_SUPPLIED PASSAGE_
◇ ◇ ◇ ◇ ◇
I’ll give you an example of the kind of person Greg is. My name is Mick, a person once referred to me on this message board as “Mickey”. I responded to the content of his post, and at the end stated that only my late mother referred to me as “Mickey” with a wink. Greg got annoyed with me on a subsequent post critical of his commentary, from that point forward he would go out of his way to refer to me as Mickey. All you need to know about the guy.

jhutson
Two points you missed in my post are that my comment regarding “business as usual” was in regards to a rent increase. That was the question on this post. Annual rent increases are standard, if your tenant has a job and pays rent, then it is business as usual. If a tenant loses their job and does not pay rent they are unaffected by a rent increase until they go back to work. I see no relationship between a annual increase and the virus.
The second point you missed is that I clearly stated tenants are to be treated on a case by case bases, and today is not normal therefor each landlord makes their own decisions. I have never said otherwise. Not my problem if other landlords can not manage that decision on their own.

You are right the government steps in to protect tenants, unfortunately they care nothing for landlords. We must protect ourselves keeping in mind for many small landlords their rent collections is the only money putting food on the table. I will admit I have little compassion however I believe the government will protect the tenants and I will be left alone to protect myself. So far I have heard not word one in regards to helping landlords. Correct me if I am wrong on that point.
◇ ◇ ◇ ◇ ◇
_REQUIRED ACTION A_
Answer these questions about the landlord message board post:
(i) What name does the writer say only his late mother called him?
(ii) What was the question on the post that the "business as usual" comment addressed?
(iii) For many small landlords, what does the writer say rent collections are?
_REQUIRED ACTION B_
Continue the landlord message board post from its last sentence, in the same voice.

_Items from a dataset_
◇ ◇ ◇ ◇ ◇
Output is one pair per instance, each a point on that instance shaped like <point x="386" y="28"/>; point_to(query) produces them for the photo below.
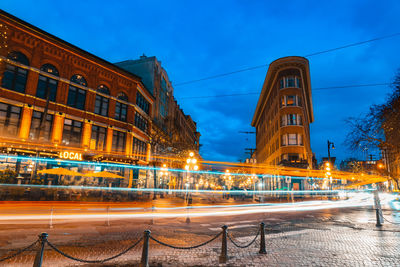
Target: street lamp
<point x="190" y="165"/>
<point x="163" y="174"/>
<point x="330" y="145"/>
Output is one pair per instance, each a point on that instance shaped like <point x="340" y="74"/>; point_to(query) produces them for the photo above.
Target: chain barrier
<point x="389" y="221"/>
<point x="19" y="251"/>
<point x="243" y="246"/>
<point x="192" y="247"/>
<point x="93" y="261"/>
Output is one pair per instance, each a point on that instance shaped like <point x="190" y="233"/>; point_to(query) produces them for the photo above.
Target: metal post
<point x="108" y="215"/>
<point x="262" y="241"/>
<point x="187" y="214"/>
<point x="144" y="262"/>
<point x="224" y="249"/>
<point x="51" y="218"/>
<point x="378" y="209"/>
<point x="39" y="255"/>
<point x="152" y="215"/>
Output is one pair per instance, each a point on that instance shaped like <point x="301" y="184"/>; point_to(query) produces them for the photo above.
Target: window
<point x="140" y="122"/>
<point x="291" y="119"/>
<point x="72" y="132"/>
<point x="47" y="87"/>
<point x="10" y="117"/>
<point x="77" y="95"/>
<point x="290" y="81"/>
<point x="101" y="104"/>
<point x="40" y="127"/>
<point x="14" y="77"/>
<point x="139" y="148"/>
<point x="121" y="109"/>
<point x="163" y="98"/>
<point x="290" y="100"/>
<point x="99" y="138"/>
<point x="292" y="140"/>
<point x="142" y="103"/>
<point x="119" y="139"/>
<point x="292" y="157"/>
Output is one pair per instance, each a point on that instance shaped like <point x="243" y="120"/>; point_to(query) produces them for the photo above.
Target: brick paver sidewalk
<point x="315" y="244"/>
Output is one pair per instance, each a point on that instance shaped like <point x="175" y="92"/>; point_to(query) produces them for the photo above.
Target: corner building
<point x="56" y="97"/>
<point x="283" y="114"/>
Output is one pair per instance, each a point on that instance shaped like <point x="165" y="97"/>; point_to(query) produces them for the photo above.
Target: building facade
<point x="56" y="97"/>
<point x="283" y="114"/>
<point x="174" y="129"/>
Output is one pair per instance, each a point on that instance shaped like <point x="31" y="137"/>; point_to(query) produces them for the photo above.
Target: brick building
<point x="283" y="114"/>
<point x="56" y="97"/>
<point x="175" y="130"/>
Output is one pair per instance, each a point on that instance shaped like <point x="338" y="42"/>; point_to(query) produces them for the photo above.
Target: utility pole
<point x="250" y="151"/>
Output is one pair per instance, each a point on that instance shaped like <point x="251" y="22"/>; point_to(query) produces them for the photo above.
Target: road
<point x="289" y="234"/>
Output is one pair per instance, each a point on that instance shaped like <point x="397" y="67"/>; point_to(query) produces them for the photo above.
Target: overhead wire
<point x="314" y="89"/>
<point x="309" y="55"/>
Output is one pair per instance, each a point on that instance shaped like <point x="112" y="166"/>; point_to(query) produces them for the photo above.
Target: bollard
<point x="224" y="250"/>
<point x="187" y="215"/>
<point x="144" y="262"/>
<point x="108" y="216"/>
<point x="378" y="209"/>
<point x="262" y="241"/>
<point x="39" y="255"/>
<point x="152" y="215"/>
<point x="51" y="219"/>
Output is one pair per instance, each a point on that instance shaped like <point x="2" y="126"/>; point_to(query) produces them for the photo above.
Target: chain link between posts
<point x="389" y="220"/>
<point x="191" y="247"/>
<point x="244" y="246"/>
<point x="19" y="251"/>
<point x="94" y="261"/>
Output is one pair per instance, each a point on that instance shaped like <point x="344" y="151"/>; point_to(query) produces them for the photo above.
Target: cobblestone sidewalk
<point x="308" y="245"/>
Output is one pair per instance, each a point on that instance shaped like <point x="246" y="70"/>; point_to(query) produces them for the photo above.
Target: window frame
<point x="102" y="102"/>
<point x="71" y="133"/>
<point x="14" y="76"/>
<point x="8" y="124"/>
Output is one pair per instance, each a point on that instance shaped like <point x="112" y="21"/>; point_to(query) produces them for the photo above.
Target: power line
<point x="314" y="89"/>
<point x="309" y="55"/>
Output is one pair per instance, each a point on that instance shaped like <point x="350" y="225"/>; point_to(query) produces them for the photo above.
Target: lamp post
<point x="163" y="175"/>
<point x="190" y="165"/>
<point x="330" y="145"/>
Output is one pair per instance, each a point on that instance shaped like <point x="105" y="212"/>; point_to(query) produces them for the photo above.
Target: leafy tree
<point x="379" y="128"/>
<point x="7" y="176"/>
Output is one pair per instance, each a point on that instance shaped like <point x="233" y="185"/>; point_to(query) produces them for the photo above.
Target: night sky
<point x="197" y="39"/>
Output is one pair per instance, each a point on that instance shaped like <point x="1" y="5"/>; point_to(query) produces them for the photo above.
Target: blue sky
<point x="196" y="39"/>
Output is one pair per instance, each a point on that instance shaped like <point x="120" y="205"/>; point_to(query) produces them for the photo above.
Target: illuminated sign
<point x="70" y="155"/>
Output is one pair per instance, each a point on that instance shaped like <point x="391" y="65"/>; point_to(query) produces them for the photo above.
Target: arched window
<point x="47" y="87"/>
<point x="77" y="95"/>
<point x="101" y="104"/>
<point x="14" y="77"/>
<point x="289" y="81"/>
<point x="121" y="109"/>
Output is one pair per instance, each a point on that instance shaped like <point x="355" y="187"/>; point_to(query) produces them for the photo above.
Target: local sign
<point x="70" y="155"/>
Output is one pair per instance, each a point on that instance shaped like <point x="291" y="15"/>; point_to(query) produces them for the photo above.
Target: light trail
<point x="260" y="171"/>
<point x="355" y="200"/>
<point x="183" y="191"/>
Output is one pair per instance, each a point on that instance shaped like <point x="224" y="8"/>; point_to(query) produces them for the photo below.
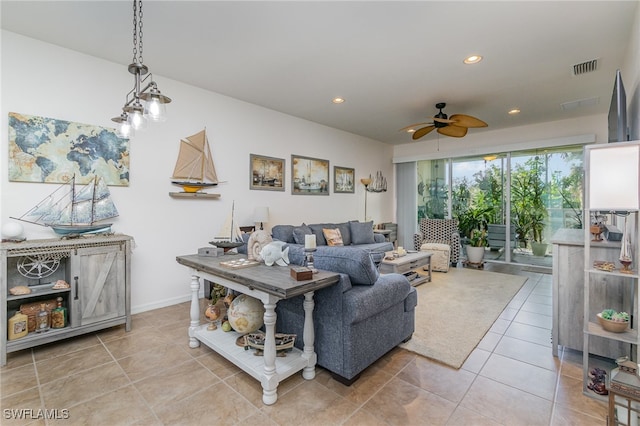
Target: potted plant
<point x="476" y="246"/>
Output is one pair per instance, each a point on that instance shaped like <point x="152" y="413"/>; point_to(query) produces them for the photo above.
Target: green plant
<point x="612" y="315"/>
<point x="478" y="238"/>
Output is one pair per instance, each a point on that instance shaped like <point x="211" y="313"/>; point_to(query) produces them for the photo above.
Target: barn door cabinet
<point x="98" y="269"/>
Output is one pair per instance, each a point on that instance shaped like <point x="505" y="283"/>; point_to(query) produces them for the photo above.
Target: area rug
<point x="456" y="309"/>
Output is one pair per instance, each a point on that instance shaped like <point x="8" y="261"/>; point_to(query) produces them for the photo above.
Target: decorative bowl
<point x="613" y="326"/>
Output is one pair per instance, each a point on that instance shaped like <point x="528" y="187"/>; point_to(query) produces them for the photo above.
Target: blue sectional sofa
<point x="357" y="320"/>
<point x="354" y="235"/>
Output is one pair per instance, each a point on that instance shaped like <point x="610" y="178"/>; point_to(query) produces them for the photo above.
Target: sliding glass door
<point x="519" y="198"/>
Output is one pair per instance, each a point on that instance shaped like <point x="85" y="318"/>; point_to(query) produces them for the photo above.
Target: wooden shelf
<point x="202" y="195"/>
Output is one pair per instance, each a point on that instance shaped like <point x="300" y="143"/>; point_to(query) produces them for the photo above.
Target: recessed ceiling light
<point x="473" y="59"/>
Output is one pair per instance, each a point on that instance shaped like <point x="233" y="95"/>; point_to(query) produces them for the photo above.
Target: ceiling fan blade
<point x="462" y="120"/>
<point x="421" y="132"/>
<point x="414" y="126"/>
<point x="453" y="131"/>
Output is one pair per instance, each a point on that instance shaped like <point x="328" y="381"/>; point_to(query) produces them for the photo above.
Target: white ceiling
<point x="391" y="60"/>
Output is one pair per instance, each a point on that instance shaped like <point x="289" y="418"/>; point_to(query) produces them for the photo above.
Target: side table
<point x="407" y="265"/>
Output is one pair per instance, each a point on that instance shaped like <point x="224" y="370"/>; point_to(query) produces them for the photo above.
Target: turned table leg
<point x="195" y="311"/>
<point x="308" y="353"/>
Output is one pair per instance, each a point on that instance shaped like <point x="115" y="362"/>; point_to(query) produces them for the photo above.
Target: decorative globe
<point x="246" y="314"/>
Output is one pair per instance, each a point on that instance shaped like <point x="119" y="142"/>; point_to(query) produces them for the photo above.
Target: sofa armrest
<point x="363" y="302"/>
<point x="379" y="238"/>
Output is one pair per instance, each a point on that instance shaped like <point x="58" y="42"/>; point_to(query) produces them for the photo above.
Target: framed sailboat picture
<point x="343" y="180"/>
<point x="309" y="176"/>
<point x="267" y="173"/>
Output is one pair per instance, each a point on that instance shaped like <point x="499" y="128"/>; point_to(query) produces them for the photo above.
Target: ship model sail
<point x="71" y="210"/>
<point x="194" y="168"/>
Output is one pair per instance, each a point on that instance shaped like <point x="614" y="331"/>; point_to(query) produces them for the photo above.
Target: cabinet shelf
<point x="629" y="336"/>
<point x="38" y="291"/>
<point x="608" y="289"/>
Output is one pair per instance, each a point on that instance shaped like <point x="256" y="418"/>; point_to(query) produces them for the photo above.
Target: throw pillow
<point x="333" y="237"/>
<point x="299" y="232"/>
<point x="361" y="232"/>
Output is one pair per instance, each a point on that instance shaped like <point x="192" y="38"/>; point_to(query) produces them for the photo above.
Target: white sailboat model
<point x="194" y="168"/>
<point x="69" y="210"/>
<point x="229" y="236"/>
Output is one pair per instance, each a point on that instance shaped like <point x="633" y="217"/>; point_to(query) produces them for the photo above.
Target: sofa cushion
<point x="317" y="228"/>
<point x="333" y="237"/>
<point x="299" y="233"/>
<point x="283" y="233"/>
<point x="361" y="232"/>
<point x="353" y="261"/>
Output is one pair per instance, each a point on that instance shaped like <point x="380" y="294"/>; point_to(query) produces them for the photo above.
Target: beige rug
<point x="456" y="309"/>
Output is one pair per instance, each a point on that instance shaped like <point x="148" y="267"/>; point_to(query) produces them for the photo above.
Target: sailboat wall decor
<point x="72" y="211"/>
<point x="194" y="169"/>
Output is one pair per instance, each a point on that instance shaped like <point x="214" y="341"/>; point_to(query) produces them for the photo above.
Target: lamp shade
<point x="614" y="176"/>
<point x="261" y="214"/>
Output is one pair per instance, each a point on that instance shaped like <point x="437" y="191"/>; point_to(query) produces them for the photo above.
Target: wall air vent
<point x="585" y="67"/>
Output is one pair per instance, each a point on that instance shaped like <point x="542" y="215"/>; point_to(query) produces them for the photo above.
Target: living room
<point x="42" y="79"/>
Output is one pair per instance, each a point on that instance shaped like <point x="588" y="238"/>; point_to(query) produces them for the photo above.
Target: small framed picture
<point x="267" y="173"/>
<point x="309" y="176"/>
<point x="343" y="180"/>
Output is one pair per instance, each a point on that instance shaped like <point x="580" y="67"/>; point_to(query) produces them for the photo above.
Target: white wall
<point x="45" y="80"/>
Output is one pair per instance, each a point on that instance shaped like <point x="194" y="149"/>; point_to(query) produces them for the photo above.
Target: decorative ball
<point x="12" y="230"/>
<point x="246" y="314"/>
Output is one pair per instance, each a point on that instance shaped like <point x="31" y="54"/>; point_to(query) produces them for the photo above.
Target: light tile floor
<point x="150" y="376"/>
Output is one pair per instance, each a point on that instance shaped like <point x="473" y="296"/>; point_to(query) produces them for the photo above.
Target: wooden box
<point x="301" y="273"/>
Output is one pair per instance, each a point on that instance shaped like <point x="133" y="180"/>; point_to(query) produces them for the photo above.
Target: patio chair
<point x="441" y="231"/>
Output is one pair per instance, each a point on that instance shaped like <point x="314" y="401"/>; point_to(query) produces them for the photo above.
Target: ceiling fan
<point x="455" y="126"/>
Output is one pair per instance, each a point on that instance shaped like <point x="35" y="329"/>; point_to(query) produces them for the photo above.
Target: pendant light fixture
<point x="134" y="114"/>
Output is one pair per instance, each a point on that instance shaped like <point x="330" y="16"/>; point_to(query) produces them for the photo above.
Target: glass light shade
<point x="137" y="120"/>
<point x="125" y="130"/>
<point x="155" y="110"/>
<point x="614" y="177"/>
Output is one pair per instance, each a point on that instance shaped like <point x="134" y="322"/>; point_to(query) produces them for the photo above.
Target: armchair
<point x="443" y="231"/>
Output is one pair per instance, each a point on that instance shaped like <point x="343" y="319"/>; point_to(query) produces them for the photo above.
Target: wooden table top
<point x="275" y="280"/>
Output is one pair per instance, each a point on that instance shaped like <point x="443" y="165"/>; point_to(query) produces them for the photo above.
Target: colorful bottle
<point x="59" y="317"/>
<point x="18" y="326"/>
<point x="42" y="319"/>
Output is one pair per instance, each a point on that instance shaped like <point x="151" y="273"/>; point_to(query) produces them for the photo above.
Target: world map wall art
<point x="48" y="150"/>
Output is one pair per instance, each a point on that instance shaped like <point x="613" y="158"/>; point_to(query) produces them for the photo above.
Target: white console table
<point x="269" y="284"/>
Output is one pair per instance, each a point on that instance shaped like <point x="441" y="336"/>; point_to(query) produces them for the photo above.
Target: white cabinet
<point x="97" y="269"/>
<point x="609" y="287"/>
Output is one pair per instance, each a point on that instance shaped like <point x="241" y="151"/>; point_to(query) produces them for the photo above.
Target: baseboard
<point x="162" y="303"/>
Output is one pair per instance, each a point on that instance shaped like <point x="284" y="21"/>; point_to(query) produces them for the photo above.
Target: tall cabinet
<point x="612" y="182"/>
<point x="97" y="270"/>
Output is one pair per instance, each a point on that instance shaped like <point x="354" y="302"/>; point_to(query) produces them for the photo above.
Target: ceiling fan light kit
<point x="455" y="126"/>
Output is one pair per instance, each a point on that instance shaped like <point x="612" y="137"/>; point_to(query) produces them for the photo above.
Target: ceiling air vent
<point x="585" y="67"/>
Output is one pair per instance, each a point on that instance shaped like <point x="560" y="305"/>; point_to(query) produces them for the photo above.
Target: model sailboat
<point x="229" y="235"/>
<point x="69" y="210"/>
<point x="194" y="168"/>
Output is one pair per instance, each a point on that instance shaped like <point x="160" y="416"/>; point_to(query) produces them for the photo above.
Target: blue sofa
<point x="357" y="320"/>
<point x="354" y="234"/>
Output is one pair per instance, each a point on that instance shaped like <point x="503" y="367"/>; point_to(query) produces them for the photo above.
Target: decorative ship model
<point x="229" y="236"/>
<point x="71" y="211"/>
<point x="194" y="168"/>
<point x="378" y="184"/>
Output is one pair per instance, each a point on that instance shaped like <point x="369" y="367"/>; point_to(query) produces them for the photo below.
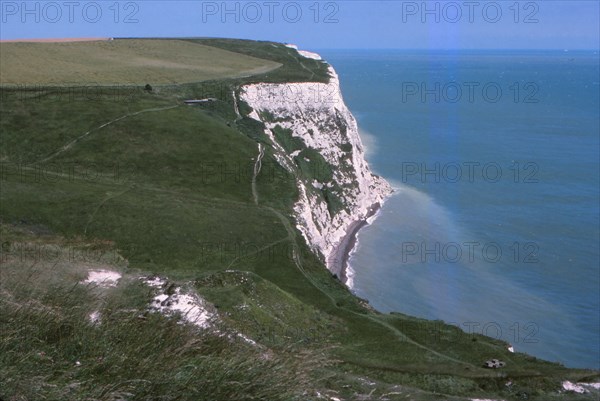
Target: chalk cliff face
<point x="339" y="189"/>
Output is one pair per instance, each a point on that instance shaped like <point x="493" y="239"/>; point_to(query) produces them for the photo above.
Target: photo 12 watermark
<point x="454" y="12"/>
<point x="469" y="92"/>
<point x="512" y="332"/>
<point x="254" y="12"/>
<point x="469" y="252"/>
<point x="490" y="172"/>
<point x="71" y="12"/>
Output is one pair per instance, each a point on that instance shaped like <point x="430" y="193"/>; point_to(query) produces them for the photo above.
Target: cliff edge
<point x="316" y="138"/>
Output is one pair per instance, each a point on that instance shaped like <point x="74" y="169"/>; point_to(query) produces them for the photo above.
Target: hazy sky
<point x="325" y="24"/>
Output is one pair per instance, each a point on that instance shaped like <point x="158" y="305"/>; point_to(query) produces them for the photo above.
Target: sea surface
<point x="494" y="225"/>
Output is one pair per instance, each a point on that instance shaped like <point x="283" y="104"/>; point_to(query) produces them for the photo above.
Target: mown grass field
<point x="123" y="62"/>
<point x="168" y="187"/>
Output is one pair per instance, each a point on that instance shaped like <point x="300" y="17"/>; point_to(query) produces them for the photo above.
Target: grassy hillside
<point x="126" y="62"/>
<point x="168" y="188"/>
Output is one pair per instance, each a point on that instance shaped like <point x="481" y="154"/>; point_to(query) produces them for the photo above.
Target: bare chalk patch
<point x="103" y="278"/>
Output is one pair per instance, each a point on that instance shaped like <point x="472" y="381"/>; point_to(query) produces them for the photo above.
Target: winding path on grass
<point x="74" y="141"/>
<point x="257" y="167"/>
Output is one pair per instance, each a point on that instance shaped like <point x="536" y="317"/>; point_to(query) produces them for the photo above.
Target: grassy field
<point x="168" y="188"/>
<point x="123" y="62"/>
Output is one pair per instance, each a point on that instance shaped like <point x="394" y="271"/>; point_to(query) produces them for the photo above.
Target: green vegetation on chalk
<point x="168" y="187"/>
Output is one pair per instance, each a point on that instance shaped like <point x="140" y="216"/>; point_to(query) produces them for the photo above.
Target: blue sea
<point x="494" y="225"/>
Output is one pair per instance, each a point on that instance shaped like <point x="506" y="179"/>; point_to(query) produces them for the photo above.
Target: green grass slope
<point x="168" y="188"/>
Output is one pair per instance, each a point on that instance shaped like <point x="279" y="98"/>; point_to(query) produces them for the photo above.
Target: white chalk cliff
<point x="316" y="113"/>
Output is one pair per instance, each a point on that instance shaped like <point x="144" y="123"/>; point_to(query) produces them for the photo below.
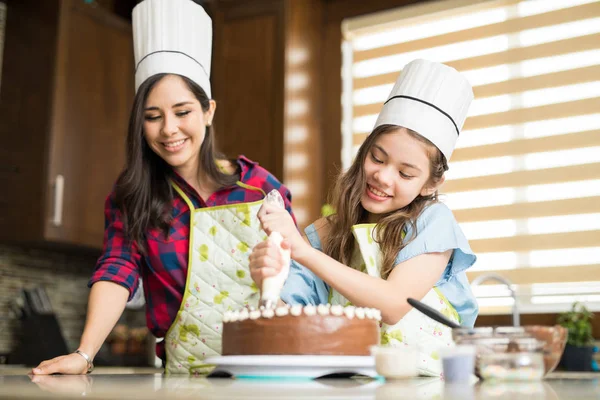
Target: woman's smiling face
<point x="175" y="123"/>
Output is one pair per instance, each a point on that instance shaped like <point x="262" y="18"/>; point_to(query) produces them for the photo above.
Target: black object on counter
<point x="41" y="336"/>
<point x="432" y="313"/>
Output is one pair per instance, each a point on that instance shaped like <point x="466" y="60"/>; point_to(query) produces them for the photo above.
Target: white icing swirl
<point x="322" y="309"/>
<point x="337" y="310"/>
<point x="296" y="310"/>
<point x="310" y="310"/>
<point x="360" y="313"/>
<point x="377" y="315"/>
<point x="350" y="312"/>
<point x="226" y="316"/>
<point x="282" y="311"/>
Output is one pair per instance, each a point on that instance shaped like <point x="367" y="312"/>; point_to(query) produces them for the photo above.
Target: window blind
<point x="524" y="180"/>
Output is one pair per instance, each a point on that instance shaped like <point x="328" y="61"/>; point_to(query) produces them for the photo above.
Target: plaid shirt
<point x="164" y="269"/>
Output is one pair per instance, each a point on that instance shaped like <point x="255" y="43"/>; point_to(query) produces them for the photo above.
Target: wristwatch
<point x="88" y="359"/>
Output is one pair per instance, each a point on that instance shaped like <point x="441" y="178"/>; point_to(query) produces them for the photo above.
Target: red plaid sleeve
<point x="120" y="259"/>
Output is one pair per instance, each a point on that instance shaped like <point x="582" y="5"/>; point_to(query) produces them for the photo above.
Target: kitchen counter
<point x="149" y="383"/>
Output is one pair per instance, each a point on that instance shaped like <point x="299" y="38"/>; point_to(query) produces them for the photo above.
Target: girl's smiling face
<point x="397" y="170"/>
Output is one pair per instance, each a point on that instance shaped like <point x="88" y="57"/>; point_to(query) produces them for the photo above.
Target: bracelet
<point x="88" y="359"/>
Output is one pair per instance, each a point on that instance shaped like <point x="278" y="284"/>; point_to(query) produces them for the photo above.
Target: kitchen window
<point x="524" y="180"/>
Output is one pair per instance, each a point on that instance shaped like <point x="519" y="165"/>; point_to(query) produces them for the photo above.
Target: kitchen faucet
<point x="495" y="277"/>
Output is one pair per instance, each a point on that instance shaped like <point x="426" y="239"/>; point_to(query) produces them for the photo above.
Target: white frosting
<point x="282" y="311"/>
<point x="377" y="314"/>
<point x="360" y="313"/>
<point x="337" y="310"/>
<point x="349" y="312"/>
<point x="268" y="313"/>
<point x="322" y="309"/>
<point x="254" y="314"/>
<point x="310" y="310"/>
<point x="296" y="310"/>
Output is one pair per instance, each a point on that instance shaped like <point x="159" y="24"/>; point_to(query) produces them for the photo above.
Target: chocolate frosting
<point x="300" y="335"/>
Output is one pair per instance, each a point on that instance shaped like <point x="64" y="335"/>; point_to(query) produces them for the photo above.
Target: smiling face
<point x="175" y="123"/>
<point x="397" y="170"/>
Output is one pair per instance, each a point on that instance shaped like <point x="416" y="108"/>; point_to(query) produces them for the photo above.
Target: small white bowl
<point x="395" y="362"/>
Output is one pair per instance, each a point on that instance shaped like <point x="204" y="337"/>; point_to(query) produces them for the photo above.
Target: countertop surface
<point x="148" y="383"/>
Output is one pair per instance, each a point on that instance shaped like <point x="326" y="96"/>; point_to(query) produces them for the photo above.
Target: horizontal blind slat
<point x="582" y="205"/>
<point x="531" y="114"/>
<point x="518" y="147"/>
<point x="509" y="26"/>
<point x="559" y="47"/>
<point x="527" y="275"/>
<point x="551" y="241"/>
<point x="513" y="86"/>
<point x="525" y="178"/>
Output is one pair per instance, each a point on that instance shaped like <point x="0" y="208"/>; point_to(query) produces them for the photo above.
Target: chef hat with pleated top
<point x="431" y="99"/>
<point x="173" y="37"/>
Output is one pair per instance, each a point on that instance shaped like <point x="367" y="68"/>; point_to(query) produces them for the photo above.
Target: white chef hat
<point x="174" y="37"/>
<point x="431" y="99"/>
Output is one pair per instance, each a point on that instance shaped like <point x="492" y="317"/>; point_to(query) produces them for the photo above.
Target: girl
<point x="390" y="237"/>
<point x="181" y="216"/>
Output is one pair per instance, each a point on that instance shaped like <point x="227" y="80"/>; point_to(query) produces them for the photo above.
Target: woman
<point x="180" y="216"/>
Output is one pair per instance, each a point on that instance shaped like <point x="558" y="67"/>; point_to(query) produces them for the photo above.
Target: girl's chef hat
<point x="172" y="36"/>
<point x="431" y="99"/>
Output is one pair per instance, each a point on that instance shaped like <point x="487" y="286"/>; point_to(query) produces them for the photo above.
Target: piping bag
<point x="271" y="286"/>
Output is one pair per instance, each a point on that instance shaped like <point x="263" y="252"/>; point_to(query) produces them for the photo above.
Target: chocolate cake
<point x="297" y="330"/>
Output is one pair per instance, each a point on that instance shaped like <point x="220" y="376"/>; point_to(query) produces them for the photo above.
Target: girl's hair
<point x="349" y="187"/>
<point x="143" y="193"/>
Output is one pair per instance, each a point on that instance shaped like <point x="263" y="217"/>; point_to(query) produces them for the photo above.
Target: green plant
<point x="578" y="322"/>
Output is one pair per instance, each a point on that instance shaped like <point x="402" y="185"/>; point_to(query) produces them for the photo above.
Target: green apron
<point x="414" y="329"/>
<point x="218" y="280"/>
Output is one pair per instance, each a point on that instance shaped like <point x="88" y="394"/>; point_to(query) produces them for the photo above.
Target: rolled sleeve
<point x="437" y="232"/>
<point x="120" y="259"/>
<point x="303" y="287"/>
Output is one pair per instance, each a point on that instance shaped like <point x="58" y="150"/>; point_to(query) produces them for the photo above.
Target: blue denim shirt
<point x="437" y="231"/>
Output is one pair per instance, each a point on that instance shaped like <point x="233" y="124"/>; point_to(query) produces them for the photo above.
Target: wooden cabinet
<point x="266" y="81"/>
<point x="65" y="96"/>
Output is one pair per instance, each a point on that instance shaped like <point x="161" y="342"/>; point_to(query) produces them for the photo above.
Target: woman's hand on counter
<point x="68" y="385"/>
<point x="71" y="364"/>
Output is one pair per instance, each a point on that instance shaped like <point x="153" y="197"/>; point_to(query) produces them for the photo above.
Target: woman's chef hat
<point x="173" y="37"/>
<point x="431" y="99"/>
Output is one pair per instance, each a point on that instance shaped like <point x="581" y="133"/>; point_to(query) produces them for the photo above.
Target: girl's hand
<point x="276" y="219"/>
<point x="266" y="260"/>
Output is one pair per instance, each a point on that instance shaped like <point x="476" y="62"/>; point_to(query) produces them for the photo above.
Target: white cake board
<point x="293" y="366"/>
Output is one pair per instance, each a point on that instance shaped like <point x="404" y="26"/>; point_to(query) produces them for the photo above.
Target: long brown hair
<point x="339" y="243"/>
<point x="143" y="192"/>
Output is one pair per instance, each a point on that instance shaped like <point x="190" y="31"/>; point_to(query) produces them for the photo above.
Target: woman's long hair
◇ ◇ ◇ ◇ ◇
_TASK ANSWER A_
(i) "Mickey"
(ii) A rent increase.
(iii) The only money putting food on the table.

_TASK ANSWER B_
Personally I will not be adversely effected but many landlords will and I trust that not heeding the warning that no good deed goes unpunished will be ultimately very painful financially. When a tenant can not pay that is not a favour from the landlord it is forced by the tenant. Normally that would result a eviction notice. In todays environment the eviction notice will come later when they refuse to catch up. No tenant in my park will lose their home due to this situation. If I did have a tenant that could not pay I can guarantee they would catch up later. If others can say the same then no problem but if not compassion comes at a high price. Be very carful which tenants you extend compassion to many (some) may not be deserving.

I may come across as a cold hearted p*ick but that is only because as a realist I don’t waste energy sugar coating my warnings. I also do not rely on religious beliefs to structure my business practices which I am certain many will find fault with. (I just threw that in to stir the pot)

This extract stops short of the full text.